-- begin Input data --

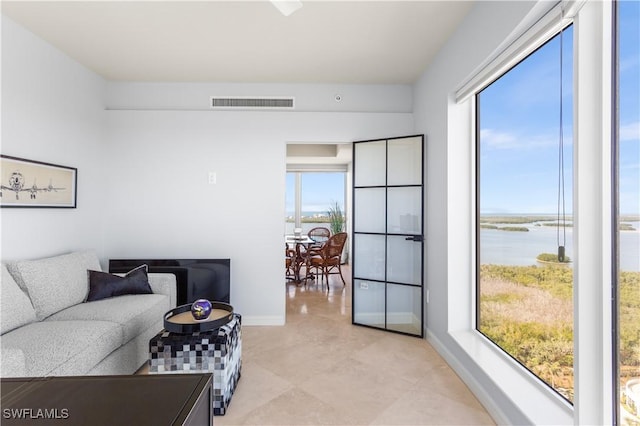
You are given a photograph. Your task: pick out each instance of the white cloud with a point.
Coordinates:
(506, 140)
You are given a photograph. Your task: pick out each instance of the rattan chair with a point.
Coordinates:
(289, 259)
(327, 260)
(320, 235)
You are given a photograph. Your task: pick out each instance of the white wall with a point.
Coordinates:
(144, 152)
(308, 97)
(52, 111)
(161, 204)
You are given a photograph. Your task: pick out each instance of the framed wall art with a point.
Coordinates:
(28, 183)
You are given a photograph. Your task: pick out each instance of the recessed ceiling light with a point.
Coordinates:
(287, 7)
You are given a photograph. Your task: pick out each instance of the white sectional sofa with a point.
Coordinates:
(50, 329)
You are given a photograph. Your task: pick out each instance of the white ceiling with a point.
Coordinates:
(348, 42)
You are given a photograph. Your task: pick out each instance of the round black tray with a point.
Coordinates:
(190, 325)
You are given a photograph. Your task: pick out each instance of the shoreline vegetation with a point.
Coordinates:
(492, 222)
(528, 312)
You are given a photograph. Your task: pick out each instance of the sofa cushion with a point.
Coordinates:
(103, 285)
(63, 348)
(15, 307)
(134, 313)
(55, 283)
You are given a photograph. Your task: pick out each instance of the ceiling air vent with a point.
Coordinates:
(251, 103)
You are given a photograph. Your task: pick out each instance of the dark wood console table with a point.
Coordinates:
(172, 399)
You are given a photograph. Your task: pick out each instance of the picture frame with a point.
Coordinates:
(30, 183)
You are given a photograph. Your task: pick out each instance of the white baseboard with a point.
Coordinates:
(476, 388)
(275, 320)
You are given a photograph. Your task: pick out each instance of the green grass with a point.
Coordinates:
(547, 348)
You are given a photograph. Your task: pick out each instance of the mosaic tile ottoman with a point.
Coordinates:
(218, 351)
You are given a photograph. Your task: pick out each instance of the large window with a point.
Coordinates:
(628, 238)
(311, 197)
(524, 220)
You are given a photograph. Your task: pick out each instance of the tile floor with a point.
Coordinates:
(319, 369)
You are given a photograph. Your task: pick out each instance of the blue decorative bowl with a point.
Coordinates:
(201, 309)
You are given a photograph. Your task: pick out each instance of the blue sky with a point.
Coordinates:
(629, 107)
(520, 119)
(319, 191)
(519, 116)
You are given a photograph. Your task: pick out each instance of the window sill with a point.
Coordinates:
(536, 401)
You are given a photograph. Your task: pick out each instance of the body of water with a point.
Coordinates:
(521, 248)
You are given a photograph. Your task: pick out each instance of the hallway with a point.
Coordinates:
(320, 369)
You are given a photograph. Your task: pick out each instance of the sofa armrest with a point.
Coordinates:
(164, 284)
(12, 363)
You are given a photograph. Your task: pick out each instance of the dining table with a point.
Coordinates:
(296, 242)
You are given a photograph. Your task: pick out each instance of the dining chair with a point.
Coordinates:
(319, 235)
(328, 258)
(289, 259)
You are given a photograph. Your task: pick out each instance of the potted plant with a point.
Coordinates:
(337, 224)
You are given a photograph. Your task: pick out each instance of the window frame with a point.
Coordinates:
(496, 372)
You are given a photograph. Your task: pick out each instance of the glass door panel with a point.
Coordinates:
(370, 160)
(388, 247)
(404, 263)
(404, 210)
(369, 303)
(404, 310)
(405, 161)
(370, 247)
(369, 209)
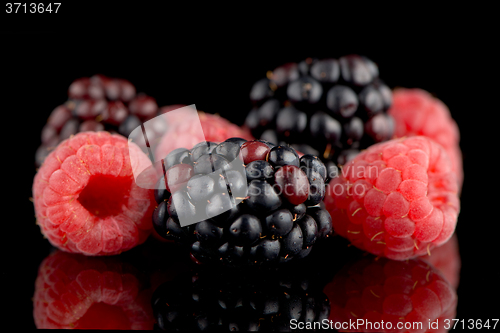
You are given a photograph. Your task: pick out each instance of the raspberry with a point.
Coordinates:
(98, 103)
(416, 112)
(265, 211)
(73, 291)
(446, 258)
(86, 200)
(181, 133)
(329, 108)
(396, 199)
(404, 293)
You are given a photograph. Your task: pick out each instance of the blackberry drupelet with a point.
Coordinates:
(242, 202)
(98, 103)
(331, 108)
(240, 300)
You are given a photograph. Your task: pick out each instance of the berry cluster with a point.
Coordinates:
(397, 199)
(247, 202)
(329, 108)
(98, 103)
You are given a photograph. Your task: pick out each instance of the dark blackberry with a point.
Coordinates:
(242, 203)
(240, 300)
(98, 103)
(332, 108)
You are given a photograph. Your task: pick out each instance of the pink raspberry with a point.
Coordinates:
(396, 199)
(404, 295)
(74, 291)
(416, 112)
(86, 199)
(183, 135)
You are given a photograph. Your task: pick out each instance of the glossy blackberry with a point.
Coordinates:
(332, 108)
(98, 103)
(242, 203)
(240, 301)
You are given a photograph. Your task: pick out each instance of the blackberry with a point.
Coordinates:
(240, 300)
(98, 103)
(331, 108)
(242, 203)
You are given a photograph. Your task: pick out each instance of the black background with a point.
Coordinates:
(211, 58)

-- end Input data --
-- begin Input data --

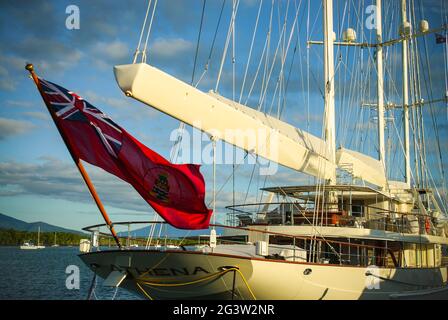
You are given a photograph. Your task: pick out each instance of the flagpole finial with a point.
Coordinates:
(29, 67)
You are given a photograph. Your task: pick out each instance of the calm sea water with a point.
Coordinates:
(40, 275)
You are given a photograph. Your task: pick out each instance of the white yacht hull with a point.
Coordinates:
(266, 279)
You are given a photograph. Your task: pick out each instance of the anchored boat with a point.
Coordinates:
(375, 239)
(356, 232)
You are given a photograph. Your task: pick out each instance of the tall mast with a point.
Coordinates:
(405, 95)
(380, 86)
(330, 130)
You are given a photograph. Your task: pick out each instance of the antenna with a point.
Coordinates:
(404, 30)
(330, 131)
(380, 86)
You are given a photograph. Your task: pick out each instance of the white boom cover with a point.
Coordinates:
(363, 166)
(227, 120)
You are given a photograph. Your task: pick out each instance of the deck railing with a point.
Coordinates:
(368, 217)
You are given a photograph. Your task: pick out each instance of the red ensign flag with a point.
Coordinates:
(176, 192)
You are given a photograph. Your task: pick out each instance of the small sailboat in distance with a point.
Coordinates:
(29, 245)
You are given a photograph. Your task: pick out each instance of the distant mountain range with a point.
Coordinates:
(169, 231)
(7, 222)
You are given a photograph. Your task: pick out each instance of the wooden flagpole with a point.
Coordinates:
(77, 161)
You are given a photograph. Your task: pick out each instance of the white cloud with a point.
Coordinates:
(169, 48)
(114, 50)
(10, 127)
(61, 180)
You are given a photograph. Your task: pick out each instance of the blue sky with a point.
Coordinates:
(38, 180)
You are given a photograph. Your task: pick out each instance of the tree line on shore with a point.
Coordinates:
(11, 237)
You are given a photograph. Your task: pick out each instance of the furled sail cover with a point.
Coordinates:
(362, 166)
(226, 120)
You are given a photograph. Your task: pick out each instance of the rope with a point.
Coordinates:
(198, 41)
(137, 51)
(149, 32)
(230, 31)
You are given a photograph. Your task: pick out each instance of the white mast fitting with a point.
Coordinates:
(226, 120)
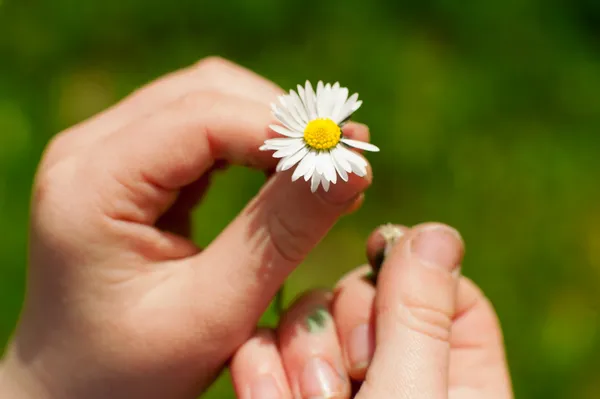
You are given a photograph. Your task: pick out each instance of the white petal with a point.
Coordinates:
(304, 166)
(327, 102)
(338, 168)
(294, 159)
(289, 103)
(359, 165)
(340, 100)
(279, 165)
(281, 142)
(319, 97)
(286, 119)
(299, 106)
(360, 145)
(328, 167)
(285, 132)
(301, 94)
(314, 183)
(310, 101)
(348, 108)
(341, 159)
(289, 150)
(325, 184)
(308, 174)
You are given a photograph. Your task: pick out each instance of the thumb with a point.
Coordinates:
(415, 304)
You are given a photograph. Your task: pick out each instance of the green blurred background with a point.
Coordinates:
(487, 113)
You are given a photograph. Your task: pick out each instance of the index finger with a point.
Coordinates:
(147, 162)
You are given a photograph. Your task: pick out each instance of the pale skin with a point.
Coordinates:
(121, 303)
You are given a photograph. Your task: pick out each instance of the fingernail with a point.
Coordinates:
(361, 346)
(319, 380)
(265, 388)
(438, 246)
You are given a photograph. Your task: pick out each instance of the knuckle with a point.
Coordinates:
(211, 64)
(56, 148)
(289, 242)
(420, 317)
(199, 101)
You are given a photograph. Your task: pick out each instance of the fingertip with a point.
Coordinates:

-- end Input data --
-- begin Input data --

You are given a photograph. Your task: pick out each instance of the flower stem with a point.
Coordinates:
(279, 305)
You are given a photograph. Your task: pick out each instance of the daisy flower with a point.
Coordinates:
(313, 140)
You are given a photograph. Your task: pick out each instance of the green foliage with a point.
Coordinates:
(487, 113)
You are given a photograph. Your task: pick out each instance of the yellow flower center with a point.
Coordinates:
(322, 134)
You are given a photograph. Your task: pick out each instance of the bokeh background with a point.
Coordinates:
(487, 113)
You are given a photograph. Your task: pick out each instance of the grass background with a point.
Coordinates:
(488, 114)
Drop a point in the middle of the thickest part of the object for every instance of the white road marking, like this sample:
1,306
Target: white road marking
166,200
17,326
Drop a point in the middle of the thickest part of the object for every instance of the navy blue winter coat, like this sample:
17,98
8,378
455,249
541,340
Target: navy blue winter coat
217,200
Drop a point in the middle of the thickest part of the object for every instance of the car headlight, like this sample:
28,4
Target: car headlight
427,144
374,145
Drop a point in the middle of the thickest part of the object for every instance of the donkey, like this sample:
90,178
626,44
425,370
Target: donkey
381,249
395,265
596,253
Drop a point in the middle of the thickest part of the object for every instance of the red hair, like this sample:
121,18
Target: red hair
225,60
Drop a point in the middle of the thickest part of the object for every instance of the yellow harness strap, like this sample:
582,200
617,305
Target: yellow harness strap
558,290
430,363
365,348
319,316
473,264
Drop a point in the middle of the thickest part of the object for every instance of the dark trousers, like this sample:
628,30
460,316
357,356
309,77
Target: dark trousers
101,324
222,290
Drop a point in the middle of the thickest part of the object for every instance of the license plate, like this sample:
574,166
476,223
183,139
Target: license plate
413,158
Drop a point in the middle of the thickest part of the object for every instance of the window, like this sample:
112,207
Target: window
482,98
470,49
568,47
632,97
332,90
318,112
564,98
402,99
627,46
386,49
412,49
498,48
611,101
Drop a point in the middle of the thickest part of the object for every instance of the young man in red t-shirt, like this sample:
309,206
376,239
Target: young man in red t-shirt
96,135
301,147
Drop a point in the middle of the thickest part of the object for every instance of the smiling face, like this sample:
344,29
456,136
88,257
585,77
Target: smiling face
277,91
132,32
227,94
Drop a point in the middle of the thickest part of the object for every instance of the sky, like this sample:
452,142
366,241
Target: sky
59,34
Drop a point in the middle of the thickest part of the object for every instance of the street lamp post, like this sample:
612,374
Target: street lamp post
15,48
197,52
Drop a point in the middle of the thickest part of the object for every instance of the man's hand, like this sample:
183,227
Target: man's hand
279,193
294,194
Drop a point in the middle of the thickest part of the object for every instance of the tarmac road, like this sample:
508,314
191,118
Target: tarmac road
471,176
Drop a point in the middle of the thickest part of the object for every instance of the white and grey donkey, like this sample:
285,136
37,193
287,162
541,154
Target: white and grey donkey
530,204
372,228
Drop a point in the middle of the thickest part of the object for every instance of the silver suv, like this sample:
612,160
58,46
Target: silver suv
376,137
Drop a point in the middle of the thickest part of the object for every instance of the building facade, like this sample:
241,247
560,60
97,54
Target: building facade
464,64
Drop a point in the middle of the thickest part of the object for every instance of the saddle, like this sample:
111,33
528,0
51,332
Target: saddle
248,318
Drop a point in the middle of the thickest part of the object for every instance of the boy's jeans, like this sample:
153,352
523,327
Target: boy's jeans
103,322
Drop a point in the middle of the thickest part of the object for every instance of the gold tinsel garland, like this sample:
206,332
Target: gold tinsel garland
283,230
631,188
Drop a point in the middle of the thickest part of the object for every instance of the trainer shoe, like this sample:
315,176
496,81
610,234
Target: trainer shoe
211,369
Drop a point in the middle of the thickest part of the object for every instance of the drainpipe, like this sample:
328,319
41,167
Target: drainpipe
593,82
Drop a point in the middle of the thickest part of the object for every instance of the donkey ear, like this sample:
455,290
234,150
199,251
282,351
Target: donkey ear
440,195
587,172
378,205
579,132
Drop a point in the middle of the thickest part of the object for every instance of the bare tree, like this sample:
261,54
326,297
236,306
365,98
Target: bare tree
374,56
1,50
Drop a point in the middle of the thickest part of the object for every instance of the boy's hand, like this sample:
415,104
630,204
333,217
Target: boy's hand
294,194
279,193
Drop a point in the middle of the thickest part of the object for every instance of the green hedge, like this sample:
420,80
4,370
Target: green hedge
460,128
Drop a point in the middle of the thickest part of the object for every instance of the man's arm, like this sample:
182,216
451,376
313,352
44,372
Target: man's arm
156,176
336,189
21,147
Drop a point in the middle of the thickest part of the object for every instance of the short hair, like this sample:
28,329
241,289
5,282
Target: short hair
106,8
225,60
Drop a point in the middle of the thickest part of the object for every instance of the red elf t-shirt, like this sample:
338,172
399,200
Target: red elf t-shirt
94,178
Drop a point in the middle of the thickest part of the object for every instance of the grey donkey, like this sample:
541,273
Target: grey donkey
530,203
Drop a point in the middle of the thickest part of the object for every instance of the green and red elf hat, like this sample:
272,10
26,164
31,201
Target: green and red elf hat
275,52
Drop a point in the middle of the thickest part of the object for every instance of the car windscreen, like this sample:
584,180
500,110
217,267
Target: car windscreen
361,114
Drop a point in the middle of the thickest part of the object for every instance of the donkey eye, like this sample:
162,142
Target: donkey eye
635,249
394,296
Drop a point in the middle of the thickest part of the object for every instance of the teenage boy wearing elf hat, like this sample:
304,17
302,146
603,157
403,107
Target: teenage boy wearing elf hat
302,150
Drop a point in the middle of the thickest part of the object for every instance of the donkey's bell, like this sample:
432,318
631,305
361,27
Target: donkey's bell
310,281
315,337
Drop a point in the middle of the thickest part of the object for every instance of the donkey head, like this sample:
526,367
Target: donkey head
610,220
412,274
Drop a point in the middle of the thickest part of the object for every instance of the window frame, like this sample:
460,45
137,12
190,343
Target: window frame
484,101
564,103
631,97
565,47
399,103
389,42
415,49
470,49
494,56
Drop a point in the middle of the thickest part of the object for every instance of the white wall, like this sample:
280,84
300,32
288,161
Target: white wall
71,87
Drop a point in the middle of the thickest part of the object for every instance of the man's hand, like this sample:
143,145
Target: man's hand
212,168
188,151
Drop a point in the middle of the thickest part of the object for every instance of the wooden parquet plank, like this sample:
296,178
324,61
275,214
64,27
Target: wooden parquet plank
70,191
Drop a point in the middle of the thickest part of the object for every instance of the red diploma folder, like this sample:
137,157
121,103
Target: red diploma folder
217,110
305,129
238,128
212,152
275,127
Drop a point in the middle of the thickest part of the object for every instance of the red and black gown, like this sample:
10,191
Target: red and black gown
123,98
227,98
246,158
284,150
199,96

-- end Input data --

**Exercise objective**
Extract each row above that contains the string "raspberry", and copy those rows unchanged.

**Worked solution**
You are given a photograph. Your task: pick out each instance of the raspberry with a point.
You are given a photograph. Your task: pick out each instance of the pink raspberry with a point.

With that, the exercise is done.